## WHAT YOU SHOULD DO
Transcribe every record beneath, precisely as written.

INPUT DATA START

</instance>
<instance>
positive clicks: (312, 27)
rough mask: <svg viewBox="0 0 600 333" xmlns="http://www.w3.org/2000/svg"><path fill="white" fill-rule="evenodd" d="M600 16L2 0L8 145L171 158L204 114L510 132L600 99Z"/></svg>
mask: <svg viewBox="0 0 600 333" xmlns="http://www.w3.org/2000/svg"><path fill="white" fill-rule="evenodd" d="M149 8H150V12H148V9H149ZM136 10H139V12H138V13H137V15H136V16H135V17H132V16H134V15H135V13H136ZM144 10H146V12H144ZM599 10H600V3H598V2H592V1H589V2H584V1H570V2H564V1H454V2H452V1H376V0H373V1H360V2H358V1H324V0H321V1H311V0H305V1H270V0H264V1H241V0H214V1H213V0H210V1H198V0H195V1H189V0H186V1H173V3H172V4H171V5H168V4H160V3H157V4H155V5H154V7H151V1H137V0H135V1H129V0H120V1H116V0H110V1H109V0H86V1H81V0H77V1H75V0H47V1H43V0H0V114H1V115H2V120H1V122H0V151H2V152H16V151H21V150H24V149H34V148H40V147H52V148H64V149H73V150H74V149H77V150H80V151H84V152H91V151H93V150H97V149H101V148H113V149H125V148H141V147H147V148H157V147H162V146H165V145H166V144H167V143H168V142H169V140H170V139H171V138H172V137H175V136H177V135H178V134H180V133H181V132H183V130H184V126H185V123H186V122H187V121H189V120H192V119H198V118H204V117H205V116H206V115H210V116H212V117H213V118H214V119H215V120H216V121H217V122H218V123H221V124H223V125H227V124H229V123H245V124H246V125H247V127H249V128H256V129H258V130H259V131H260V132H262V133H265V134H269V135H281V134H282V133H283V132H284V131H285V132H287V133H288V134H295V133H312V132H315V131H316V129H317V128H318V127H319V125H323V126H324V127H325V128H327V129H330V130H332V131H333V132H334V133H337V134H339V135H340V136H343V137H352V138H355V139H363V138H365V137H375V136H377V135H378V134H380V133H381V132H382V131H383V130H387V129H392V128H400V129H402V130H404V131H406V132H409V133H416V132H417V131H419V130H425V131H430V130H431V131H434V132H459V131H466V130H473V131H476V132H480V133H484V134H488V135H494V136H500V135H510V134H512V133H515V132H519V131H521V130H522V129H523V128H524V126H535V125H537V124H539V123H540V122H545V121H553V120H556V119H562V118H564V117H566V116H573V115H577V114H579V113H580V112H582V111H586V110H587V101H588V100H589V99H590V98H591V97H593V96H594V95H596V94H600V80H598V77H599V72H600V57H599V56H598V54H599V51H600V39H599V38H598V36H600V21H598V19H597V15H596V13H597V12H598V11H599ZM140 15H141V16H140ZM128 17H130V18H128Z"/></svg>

INPUT DATA END

## TASK SOLUTION
</instance>
<instance>
positive clicks: (312, 27)
rough mask: <svg viewBox="0 0 600 333" xmlns="http://www.w3.org/2000/svg"><path fill="white" fill-rule="evenodd" d="M600 16L2 0L8 145L171 158L204 114L510 132L600 99Z"/></svg>
mask: <svg viewBox="0 0 600 333" xmlns="http://www.w3.org/2000/svg"><path fill="white" fill-rule="evenodd" d="M149 8H150V12H148V9H149ZM136 10H139V12H138V13H137V15H136V16H135V17H132V16H134V15H135V13H136ZM144 10H146V12H144ZM599 10H600V3H598V2H592V1H589V2H584V1H570V2H564V1H454V2H452V1H376V0H373V1H360V2H358V1H324V0H321V1H311V0H305V1H270V0H264V1H241V0H214V1H213V0H210V1H198V0H195V1H189V0H186V1H173V3H172V4H171V5H168V4H160V3H157V4H155V5H154V7H151V1H137V0H135V1H129V0H120V1H116V0H110V1H109V0H86V1H81V0H77V1H75V0H47V1H43V0H0V114H1V115H2V120H1V122H0V151H2V152H16V151H21V150H24V149H34V148H40V147H52V148H64V149H73V150H74V149H77V150H80V151H84V152H91V151H93V150H97V149H101V148H113V149H125V148H141V147H147V148H157V147H162V146H165V145H166V144H167V143H168V142H169V140H170V139H171V138H172V137H175V136H177V135H178V134H180V133H181V132H183V130H184V126H185V123H186V122H187V121H189V120H192V119H198V118H204V117H205V116H206V115H210V116H212V117H213V118H214V119H215V120H216V121H217V122H218V123H221V124H223V125H227V124H229V123H245V124H246V125H247V127H249V128H256V129H258V130H259V131H260V132H262V133H265V134H269V135H281V134H282V133H283V132H284V131H285V132H287V133H288V134H295V133H312V132H315V131H316V129H317V128H318V127H319V125H323V126H324V127H325V128H327V129H330V130H332V131H333V132H334V133H337V134H339V135H340V136H343V137H352V138H355V139H363V138H365V137H375V136H377V135H378V134H380V133H381V132H382V131H383V130H387V129H392V128H400V129H402V130H404V131H406V132H409V133H416V132H417V131H419V130H425V131H430V130H431V131H434V132H459V131H466V130H473V131H476V132H480V133H484V134H488V135H494V136H500V135H510V134H512V133H515V132H519V131H521V130H522V129H523V128H524V126H535V125H537V124H539V123H540V122H545V121H553V120H556V119H562V118H564V117H566V116H573V115H577V114H579V113H580V112H582V111H586V110H587V101H588V100H589V99H590V98H591V97H593V96H594V95H596V94H600V80H598V77H599V72H600V57H599V56H598V54H599V51H600V39H599V38H598V36H600V21H598V19H597V15H596V13H597V12H598V11H599ZM140 15H141V16H140ZM128 17H130V18H128Z"/></svg>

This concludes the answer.